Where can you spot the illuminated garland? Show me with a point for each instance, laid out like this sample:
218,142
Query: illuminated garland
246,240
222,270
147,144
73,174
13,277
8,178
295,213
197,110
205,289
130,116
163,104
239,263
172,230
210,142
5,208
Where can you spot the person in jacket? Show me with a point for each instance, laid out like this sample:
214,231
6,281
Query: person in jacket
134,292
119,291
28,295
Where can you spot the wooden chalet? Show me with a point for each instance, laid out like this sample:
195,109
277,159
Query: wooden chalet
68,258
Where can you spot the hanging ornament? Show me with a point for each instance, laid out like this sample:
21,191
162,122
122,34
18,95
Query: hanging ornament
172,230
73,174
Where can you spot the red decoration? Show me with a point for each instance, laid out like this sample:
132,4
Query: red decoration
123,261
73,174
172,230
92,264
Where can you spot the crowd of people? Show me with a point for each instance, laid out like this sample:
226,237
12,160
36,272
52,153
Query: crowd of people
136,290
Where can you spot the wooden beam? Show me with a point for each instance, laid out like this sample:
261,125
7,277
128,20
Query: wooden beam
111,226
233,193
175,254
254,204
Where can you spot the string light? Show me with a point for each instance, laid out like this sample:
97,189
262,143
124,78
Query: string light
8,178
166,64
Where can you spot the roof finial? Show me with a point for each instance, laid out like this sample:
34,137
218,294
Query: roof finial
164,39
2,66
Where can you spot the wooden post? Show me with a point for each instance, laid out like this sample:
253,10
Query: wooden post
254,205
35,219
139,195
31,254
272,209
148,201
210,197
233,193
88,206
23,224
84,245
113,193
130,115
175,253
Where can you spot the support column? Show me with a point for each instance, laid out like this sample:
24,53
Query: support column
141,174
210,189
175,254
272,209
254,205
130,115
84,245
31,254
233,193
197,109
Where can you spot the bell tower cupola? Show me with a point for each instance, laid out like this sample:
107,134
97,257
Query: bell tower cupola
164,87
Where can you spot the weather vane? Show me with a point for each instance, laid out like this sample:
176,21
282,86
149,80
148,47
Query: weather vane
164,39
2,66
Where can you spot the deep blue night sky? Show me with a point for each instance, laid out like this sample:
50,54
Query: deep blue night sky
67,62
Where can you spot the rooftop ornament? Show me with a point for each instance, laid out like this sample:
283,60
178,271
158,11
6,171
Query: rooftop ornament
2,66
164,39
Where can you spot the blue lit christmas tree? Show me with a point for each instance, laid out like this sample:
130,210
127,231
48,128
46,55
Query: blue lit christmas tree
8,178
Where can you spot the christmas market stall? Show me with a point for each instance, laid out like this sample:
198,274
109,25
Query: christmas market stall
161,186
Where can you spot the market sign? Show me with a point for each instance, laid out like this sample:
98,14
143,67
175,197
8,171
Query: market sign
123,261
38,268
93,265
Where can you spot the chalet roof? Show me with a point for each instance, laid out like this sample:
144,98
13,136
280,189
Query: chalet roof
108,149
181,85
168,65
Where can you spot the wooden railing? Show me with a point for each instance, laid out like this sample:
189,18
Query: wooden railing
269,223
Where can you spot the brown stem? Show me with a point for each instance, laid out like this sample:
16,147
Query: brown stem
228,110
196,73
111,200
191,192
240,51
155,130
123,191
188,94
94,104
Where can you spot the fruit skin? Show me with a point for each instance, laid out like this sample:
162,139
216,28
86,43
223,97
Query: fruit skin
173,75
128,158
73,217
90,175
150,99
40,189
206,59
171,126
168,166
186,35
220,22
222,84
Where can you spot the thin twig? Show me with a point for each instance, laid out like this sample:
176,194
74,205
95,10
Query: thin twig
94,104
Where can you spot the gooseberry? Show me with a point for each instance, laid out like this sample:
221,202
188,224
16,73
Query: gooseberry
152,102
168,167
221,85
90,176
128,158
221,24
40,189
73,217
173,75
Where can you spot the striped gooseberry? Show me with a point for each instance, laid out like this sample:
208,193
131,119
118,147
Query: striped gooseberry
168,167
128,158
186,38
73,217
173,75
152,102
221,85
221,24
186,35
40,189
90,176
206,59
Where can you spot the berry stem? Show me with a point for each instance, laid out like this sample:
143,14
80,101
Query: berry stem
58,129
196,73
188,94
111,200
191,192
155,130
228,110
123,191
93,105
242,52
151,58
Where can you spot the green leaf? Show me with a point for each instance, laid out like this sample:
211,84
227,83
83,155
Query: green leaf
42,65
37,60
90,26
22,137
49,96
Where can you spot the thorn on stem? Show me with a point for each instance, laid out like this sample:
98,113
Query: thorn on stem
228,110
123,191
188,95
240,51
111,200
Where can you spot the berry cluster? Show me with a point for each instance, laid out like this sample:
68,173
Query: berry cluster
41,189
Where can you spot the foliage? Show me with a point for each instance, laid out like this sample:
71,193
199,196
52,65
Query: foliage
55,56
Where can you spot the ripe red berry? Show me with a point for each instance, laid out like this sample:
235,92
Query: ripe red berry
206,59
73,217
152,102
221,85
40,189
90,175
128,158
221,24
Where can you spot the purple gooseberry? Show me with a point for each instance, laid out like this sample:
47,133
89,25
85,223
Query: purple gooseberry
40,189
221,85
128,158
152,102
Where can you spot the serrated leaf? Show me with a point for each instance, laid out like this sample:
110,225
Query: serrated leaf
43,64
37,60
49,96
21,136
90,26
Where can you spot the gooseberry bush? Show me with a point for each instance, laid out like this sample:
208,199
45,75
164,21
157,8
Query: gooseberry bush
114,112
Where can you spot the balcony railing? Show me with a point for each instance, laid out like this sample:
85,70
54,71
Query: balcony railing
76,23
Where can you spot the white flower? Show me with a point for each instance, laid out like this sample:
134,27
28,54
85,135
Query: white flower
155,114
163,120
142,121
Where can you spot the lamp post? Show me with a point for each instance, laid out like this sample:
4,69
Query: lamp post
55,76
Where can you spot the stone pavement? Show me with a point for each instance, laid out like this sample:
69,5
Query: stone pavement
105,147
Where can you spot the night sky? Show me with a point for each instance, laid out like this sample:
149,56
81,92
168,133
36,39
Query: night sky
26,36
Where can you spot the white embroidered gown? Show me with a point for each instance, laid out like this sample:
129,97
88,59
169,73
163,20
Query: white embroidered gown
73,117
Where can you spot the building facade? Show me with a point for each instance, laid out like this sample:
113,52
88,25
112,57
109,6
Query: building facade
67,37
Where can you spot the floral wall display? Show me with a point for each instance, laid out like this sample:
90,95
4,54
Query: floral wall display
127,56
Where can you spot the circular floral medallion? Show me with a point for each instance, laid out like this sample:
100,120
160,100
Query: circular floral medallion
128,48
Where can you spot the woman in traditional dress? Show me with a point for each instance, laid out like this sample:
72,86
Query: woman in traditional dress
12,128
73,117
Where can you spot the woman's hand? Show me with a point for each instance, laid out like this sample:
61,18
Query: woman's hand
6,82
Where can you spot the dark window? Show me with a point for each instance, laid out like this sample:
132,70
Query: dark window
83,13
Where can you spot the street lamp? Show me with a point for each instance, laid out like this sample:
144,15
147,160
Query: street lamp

## Exercise goal
Retype the listing above in full, with no alterations.

## Solution
Where can you spot the illuminated garland? Show me with a point for each instance, laid out like this sample:
218,142
Query: illuminated garland
246,240
222,270
147,144
73,174
13,277
8,178
295,213
197,110
205,289
130,116
163,104
239,263
172,230
210,142
5,208
Where can you spot the person in jacket? Show me with a point for each instance, laid out like this sample:
214,231
6,281
Query: person in jacket
134,292
119,291
28,295
Where can you spot the wooden chalet? Show me with a point for each instance, laid out like this sample:
195,109
277,159
Query: wooden chalet
68,258
Where can you spot the hanging ornament? Show me with a point for each instance, laid out like this sample:
21,191
162,122
122,34
18,95
Query: hanging ornament
172,230
73,174
Where can you spot the red decoration? Show me with a point for each instance, laid out like this sample:
132,4
Query: red decoration
123,261
73,174
172,230
92,264
Where can you spot the crowd of people? Show me with a point for each instance, laid out like this sample:
226,237
12,160
36,272
52,153
Query: crowd of people
136,290
Where can you spot the wooden beam? Show me with a point for each instance, laid out like this sample:
261,125
7,277
128,20
Query: wooden beam
111,226
233,193
175,254
254,204
Where can you spot the string light? Show me with a point for each instance, laid out like this sample:
97,189
262,143
124,78
Query: string light
8,178
166,64
Where can you spot the roof finial? Show me with a point for each instance, laid out like this sample:
34,137
218,294
Query: roof finial
164,39
2,66
Where can you spot the wooden post? Show me with a point for each instance, laid out like this sample:
253,10
Query: wooden post
254,205
35,219
139,195
31,254
272,209
148,201
210,197
233,193
88,206
23,224
84,245
113,193
130,115
175,253
Where can you spot the support column? Show me with a point for each instance, laid out like this sample:
24,53
Query: support column
141,174
210,189
175,254
272,209
254,205
130,115
84,245
31,254
233,193
197,109
Where can you spot the bell tower cupola? Show me with a point for each instance, laid out like this sample:
107,134
97,257
Query: bell tower cupola
164,87
Where can you spot the weather vane? Show me with a point for each instance, laid out like this sample:
176,21
282,86
149,80
148,47
Query: weather vane
164,39
2,66
Where can you spot the deep blue night sky? Show me with a point for each instance, laid out like this sample:
50,54
Query: deep blue night sky
67,62
Where can you spot the rooftop ornament? Show me with a point for each instance, laid out like this sample:
283,60
178,271
158,11
6,171
Query: rooftop ornament
2,66
164,39
Where can you spot the blue lit christmas tree? Show me with a point for each instance, laid out like this sample:
130,210
127,231
48,128
46,55
Query: blue lit christmas tree
8,178
Where can you spot the christmas market stall? Show me with a point for each instance, laid out like this sample:
198,274
109,25
Query: christmas market stall
161,186
Where can you spot the market sign? Show me with a point for each instance, laid out like this sample:
98,14
143,67
175,197
8,171
Query: market sign
123,261
38,268
93,265
Where can you spot the chalet roof? Show me with a point for each instance, laid out like this sample:
144,98
13,136
280,189
Query: chalet roof
108,149
181,85
168,65
Where can you spot the wooden railing? Show me with a point for each instance, laid out like this sample:
189,18
Query: wooden railing
269,223
Where can you spot the brown stem? Show me with a point for each instance, laid out like this sample:
16,147
Query: brown stem
228,110
196,73
111,200
191,192
240,51
155,130
123,191
188,94
94,104
Where can you spot the fruit skin? Show me with a point for each instance, laid out like this sample:
162,139
216,28
86,43
223,97
Query: fruit skin
173,75
128,158
73,217
90,175
150,99
40,189
206,59
171,126
168,166
186,35
220,22
222,84
Where can you spot the thin twig? Show me with a point for each instance, laid out like this sample:
176,194
74,205
95,10
Query: thin twig
94,104
Where can you spot the gooseberry? Show me with a point for each instance, laid out like this sample:
221,202
188,224
16,73
Query: gooseberry
152,102
168,167
221,85
90,176
128,158
221,24
40,189
73,217
173,75
Where can you spot the striped gooseberry? Show me with a point for each instance, laid out like this sample:
208,193
131,119
118,147
Query: striped gooseberry
168,167
128,158
186,38
73,217
173,75
152,102
221,85
221,24
186,35
40,189
90,176
206,59
Where can you spot the berry stem? Show me with a point for each instance, laid out like this sample:
143,14
80,101
Query: berry stem
58,129
196,73
188,94
111,200
191,192
155,130
228,110
123,191
93,105
242,52
151,58
Where can you spot the green leaf? Show me with a point for each instance, laid out like this sample:
211,84
227,83
83,155
Query: green leaf
42,65
37,60
90,26
22,137
49,96
Where can you spot the thorn on stem? Show me with a point for each instance, laid out like this sample:
98,113
Query: thorn on stem
228,110
123,191
188,95
240,51
111,200
Where can you spot the berry cluster? Show me with a point for each instance, laid out like this sample:
68,173
Query: berry cluster
41,189
Where can you spot the foliage? Show me with a point for each instance, laid out like this sample:
71,193
199,196
52,65
Query: foliage
55,56
Where can you spot the ripe red berry? Show me with a point for each instance, laid out like this sample:
235,92
Query: ripe red berry
206,59
73,217
152,102
221,85
40,189
90,175
128,158
221,24
Where can you spot the purple gooseberry? Show me with a point for each instance, laid out like this sample:
47,133
89,25
85,223
Query: purple gooseberry
40,189
221,85
128,158
152,102
Where can you spot the serrated leaf? Show me with a point for each instance, laid out like this sample:
110,225
Query: serrated leaf
43,64
37,60
49,96
21,136
90,26
Where can you spot the gooseberry bush? Show me with a point for each instance, laid out like this sample:
208,199
45,75
164,21
157,8
Query: gooseberry bush
114,112
Where can you spot the balcony railing? Show me with a point for each instance, laid out like this sample:
85,70
54,71
Query: balcony railing
76,23
Where can you spot the white flower? Show me with a point for each instance, laid out like this sample:
134,27
28,54
85,135
Query: white flower
155,114
163,120
142,121
Where can you spot the lamp post? Show me with a point for each instance, laid out like this sample:
4,69
Query: lamp post
55,76
Where can you spot the stone pavement? Show me with a point for each instance, laid out like this sample:
69,5
Query: stone pavement
105,147
Where can you spot the night sky? Show me with a point for each instance, laid out like this sample:
149,56
81,92
168,133
36,39
Query: night sky
26,36
Where can you spot the white embroidered gown? Show me with a point for each instance, laid out like this sample:
129,97
88,59
169,73
163,20
Query: white embroidered gown
73,117
Where can you spot the building facade? Show me with a point for each instance, laid out like this sample:
113,52
88,25
112,57
109,6
Query: building facade
67,37
Where can you spot the floral wall display? Show me with a point for each instance, laid out like this sample:
90,95
4,54
Query: floral wall display
127,56
Where can you spot the circular floral medallion? Show me with a point for each instance, laid out like this sample:
100,120
160,100
Query: circular floral medallion
128,48
Where can you spot the woman in traditional dress? Show me with a point for each instance, laid out like this sample:
72,86
Query: woman in traditional dress
12,128
73,117
Where can you spot the woman's hand? Show me with a point for each instance, laid out like this sample:
61,18
Query: woman's hand
6,82
Where can you spot the dark window? Show me with a point for each instance, laid out like this sample:
132,70
Query: dark window
83,13
Where can you spot the street lamp? Show me with a point for each instance, laid out like this sample:
144,15
147,160
Query: street lamp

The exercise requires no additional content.